Within the records below, find each line with the word "this" and copy it out.

Top of DATA UNDER STUDY

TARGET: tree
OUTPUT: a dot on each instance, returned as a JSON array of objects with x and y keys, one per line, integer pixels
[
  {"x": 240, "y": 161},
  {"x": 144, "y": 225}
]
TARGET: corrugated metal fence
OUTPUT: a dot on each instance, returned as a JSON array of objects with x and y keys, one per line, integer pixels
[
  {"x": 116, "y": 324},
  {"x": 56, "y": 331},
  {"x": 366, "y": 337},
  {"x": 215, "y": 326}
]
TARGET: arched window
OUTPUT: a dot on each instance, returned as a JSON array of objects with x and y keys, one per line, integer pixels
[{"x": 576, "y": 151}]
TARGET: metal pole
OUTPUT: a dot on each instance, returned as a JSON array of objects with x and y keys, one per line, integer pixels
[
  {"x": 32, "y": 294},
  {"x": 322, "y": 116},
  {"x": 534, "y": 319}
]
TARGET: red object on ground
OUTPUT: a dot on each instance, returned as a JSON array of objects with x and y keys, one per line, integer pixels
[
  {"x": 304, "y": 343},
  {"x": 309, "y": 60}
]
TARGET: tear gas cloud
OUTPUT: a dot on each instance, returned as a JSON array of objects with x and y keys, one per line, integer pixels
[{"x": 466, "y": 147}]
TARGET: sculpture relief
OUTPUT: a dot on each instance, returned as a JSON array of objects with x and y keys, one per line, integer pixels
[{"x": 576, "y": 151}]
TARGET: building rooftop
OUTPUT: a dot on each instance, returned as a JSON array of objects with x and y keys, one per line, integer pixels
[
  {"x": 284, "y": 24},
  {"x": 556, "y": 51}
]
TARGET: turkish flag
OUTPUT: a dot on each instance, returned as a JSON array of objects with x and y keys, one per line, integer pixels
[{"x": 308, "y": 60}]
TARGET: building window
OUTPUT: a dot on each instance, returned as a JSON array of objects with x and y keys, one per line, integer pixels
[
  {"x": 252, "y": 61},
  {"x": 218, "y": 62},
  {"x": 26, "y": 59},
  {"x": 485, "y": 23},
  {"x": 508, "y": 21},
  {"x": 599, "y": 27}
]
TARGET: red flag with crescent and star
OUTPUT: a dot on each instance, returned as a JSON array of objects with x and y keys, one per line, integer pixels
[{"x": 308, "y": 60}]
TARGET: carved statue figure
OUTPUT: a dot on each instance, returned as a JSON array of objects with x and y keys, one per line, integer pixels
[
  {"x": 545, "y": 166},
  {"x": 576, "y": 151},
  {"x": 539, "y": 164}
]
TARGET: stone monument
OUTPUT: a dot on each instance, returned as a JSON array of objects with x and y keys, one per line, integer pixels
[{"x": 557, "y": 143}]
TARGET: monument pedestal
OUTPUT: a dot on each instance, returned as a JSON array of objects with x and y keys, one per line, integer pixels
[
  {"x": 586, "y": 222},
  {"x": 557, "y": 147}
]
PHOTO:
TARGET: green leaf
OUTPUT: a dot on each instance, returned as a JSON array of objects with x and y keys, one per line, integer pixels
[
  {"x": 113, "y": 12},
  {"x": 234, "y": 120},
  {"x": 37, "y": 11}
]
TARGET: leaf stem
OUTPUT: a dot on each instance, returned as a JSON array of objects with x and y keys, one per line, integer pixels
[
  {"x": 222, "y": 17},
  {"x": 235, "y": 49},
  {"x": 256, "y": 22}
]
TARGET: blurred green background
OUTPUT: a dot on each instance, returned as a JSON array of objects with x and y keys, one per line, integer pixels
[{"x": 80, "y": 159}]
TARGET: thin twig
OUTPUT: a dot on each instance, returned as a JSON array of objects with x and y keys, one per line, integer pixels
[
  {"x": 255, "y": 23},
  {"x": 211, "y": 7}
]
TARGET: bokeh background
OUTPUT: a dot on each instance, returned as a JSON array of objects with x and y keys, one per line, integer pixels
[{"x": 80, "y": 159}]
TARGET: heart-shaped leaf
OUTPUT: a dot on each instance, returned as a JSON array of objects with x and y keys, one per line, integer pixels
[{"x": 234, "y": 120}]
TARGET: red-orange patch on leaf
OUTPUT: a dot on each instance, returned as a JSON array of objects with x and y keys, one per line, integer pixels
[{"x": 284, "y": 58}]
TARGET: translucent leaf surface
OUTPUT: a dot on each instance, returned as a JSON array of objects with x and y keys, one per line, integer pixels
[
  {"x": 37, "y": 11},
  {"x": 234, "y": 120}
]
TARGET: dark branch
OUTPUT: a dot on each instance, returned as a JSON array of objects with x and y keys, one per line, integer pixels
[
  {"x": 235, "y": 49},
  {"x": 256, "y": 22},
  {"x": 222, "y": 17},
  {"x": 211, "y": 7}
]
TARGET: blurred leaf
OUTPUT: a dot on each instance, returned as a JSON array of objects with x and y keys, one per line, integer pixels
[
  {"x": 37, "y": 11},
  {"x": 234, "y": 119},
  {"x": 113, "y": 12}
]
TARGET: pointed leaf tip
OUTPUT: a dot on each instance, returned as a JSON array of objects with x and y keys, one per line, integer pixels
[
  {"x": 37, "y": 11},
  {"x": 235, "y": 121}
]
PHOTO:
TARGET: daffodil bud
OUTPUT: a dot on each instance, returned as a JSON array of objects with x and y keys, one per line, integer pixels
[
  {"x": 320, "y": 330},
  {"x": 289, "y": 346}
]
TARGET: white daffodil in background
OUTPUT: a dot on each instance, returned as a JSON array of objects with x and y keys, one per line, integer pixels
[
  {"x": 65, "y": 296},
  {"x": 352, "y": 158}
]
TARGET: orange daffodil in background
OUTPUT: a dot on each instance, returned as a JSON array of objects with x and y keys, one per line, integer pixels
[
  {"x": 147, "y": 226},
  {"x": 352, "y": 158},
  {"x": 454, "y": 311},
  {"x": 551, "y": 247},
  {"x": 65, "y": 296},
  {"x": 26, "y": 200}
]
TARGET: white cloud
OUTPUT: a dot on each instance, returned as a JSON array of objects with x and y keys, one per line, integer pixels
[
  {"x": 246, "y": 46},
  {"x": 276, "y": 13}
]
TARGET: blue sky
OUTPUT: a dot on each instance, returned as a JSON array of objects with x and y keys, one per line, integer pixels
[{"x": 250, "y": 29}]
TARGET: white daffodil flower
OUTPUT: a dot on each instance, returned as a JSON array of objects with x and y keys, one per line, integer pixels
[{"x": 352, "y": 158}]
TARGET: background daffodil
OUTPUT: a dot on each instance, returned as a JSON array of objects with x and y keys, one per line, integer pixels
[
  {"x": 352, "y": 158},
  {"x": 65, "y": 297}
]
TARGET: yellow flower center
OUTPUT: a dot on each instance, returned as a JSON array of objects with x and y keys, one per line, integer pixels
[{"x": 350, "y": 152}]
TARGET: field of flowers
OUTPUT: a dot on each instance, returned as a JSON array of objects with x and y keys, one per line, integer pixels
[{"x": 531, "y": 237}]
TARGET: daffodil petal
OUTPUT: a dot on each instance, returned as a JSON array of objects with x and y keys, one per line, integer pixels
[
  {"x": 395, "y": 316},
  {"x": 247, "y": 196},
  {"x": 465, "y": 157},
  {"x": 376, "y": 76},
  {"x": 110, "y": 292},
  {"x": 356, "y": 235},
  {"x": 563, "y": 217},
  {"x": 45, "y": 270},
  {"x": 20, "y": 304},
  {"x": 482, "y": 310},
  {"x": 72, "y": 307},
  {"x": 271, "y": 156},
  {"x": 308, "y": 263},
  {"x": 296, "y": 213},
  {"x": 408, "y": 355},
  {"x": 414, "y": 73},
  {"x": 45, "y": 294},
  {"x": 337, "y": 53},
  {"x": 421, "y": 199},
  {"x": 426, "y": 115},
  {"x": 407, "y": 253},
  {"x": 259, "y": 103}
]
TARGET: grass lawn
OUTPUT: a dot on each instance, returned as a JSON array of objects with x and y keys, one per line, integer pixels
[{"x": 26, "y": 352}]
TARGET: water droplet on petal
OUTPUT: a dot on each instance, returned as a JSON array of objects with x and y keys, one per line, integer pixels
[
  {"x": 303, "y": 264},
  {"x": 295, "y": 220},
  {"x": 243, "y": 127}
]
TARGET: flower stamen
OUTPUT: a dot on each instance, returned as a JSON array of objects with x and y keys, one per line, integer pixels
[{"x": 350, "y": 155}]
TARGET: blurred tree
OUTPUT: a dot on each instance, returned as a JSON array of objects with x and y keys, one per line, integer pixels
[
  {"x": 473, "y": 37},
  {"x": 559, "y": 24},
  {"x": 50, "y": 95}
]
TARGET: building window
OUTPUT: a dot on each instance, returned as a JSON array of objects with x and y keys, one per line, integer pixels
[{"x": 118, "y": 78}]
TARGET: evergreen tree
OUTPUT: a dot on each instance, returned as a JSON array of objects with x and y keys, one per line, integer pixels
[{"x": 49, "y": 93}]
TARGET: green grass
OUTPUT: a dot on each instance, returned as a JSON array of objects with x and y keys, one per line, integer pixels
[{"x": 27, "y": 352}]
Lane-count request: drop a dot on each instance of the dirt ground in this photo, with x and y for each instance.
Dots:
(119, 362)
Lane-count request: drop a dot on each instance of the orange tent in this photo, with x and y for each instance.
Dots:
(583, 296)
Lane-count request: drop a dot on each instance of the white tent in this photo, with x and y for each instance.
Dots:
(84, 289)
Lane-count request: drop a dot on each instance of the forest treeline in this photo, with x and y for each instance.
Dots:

Bottom of DATA UNDER STUDY

SOLVED EXERCISE:
Lane-count request: drop a dot on each instance of the dirt ground in this photo, with x and y for each instance.
Lane-count request: drop a dot on each instance of the orange tent in this photo, with x and y for each instance.
Lane-count request: drop a dot on each instance of the white tent in this photo, with x and y for each instance.
Lane-count request: drop a dot on each instance of the forest treeline in this photo, with x and y for each instance.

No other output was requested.